Ao lhes apresentar o Édipo, afirmei que a sexualidade estava no cerne do amor e do ódio familiares, porém, na passagem que acabo de ler, Freud vai muito mais longe, pois não diz que o sexual jaz na ternura, mas que a própria ternura é uma excitação sexual.

Se é verdade que um bebê pode sentir prazer sexual nos braços da mãe, poderíamos deduzir que o Édipo aparece bem antes dos três ou quatro anos de idade?

DADOS FORNECIDOS>
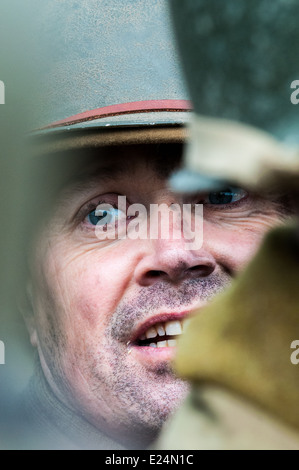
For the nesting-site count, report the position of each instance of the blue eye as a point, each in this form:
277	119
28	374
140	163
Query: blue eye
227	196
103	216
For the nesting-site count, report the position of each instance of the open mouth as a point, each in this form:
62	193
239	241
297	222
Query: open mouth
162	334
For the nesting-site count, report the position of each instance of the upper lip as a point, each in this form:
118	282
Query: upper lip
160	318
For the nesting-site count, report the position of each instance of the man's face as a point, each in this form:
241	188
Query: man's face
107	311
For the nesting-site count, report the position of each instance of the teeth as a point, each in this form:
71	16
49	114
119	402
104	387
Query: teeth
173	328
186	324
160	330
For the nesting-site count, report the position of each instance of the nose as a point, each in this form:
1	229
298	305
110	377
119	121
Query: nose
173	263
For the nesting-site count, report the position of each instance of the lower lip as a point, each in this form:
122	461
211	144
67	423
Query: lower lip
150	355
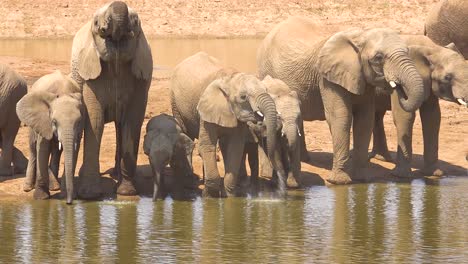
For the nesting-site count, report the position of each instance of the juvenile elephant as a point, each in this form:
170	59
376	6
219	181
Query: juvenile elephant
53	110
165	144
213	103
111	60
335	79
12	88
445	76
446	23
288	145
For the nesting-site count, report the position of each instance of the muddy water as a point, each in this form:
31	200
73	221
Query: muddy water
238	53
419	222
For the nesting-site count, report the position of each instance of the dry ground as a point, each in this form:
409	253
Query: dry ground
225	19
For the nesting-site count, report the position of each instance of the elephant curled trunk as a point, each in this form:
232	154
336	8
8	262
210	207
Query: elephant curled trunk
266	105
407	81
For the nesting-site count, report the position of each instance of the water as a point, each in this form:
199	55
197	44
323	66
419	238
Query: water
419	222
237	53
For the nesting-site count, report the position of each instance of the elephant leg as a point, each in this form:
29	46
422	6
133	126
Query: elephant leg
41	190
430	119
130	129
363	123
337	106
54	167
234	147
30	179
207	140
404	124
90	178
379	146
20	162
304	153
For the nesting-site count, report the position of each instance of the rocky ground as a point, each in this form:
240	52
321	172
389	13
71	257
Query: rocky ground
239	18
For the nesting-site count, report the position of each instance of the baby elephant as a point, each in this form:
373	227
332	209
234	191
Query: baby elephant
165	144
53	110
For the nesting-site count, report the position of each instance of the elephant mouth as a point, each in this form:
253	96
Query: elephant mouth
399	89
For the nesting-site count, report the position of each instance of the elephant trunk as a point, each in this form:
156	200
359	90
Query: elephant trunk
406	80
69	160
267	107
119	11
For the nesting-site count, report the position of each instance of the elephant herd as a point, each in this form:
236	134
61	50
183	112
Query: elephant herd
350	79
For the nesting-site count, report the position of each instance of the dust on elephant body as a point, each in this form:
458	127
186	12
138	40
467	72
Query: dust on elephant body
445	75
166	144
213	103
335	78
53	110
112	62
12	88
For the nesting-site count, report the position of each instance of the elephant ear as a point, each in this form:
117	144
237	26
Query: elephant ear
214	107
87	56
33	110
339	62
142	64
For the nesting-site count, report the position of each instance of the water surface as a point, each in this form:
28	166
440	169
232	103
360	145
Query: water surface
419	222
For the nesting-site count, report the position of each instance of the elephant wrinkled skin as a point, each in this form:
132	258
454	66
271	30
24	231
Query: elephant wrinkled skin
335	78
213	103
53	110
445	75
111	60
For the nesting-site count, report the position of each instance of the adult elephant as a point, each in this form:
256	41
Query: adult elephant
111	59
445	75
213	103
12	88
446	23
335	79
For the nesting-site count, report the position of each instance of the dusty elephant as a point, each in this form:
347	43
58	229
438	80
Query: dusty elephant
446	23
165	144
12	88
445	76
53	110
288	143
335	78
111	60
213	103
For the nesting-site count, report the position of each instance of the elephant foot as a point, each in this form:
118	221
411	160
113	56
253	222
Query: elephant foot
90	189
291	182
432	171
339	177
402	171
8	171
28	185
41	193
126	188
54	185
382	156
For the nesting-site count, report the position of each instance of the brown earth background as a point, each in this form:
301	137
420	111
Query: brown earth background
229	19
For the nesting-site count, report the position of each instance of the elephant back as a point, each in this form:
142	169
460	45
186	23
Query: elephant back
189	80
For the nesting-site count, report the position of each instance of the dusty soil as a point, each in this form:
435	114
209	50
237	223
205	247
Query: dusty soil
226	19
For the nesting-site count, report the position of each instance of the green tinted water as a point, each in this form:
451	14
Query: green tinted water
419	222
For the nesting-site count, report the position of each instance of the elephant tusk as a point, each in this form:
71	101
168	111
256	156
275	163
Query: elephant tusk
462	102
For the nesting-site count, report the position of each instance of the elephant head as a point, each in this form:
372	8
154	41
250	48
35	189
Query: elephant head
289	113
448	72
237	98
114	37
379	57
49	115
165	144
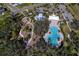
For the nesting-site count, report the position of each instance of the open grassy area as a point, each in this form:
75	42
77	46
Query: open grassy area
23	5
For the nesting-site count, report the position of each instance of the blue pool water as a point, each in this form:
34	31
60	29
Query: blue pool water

O QUE FAZER>
(1) Pode devolver, do texto sobre o Édipo, o trecho que vai de "Ao lhes apresentar" até "anos de idade?"?
(2) No texto sobre o Édipo, o que Freud diz que a própria ternura é?

LISTA DE RESPOSTAS>
(1)
Ao lhes apresentar o Édipo, afirmei que a sexualidade estava no cerne do amor e do ódio familiares, porém, na passagem que acabo de ler, Freud vai muito mais longe, pois não diz que o sexual jaz na ternura, mas que a própria ternura é uma excitação sexual.

Se é verdade que um bebê pode sentir prazer sexual nos braços da mãe, poderíamos deduzir que o Édipo aparece bem antes dos três ou quatro anos de idade?

(2) Uma excitação sexual.